Task to complete
Find every line in the data that contains the word "walls". Return each of those lines.

Referring expression data
━━━━

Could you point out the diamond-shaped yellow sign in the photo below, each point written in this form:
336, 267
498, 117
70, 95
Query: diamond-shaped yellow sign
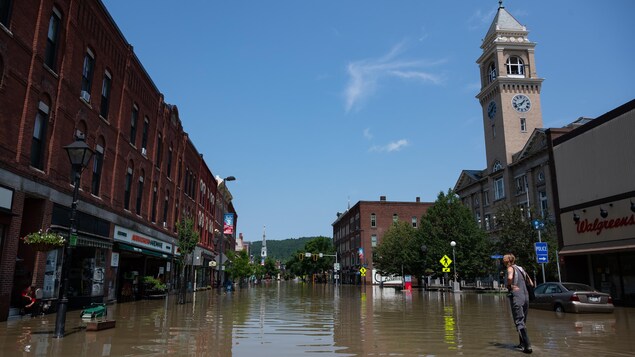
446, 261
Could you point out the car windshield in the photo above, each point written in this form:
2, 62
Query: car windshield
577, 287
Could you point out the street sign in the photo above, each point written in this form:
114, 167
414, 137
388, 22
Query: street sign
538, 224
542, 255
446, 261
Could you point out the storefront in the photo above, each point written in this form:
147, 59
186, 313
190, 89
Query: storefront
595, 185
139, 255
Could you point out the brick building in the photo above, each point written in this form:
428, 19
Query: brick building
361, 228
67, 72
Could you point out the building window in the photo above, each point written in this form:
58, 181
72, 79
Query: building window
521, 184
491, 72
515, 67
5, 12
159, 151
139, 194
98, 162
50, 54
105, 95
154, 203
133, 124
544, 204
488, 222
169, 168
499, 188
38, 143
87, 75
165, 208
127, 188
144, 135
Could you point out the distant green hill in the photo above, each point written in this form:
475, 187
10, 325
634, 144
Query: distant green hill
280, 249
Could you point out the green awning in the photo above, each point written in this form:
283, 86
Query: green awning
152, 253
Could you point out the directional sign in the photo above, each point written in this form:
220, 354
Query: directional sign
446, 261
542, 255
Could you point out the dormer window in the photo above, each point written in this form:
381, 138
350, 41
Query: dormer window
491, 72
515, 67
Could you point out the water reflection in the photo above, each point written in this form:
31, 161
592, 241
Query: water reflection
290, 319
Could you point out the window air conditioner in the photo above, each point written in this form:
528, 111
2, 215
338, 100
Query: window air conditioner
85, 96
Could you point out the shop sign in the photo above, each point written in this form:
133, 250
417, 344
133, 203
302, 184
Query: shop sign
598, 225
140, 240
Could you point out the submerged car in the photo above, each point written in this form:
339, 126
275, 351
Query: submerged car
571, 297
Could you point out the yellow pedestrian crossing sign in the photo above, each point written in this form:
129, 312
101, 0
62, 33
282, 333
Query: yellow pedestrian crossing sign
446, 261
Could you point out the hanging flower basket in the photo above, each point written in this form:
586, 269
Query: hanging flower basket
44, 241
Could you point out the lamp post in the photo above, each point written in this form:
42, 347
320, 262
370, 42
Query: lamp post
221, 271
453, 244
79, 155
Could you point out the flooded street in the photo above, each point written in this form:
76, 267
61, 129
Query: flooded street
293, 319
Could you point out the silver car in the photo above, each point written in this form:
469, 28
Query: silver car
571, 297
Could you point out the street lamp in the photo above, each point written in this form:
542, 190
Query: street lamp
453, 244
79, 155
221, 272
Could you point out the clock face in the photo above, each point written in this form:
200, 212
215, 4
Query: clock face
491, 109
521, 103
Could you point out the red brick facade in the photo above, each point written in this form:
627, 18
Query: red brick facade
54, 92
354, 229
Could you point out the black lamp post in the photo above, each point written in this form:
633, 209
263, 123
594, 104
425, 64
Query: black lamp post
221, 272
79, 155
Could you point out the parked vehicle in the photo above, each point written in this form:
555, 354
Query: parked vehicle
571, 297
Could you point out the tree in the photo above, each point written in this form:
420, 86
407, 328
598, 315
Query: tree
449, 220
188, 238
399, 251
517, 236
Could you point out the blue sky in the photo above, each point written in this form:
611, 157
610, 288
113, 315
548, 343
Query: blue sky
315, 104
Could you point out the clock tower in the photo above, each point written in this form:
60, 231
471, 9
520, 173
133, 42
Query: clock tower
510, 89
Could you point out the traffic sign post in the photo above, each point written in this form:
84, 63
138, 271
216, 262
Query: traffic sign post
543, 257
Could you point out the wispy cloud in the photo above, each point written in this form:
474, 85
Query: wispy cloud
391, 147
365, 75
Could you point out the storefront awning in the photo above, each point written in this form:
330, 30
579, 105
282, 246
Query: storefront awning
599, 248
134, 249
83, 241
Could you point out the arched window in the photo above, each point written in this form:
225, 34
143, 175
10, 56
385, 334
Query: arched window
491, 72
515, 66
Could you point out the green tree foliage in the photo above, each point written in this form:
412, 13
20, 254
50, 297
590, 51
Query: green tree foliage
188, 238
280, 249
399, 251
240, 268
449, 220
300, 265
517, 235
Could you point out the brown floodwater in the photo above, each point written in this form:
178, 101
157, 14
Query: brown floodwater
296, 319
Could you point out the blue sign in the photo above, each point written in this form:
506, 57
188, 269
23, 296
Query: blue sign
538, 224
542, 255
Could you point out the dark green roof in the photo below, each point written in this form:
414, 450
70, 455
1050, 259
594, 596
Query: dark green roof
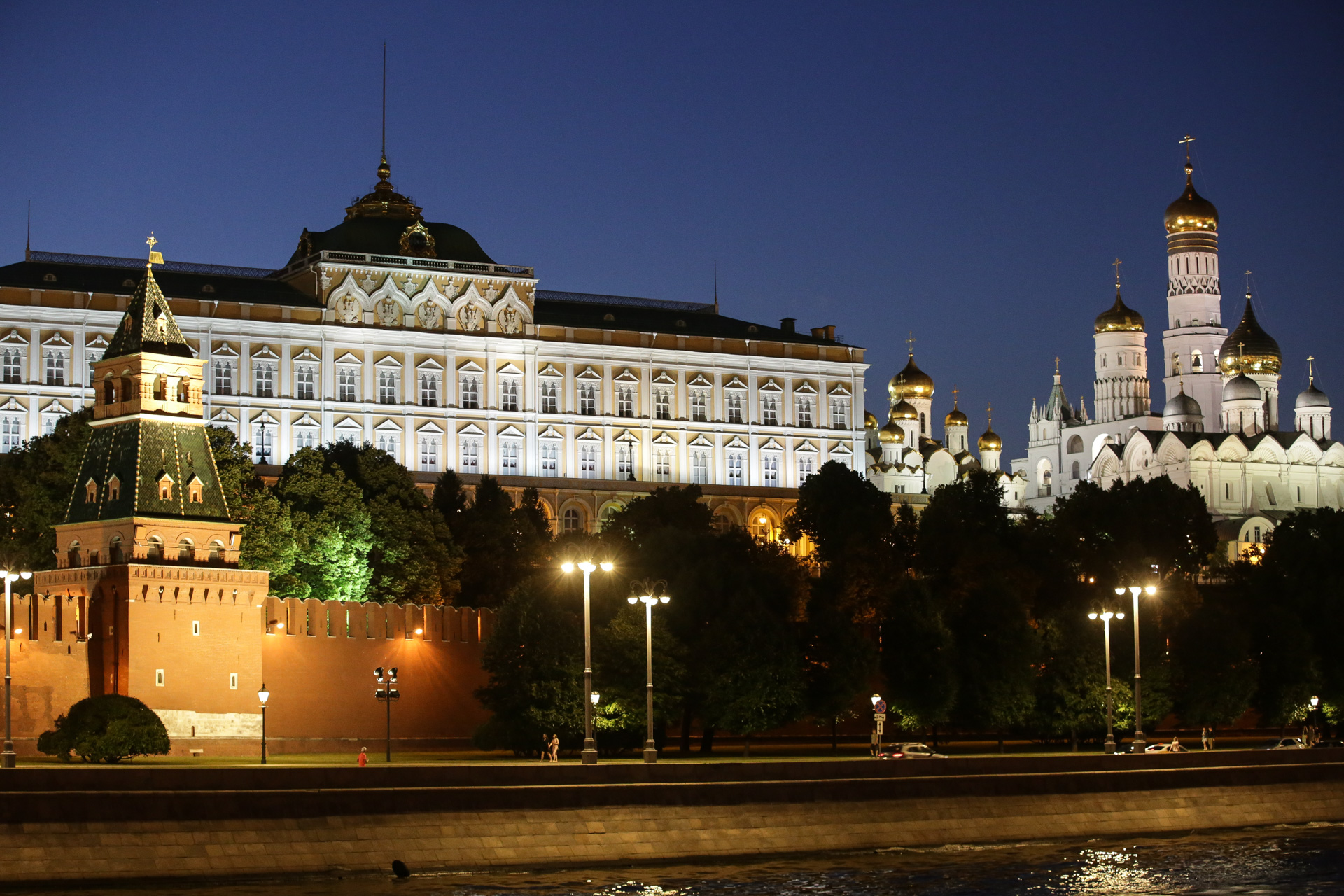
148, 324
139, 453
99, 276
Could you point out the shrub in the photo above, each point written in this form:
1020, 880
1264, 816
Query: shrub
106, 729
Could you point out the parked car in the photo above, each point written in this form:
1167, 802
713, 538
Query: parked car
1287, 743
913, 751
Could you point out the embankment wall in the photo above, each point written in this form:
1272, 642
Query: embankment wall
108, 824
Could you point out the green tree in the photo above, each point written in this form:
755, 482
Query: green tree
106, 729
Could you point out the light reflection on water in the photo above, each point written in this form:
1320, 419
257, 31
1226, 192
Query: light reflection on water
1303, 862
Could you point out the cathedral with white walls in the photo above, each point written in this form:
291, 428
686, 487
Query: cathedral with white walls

━━━━

Expected output
Could you point out the cathedral with white walls in the photo above, each point written in this form:
Query: cathedral with white walls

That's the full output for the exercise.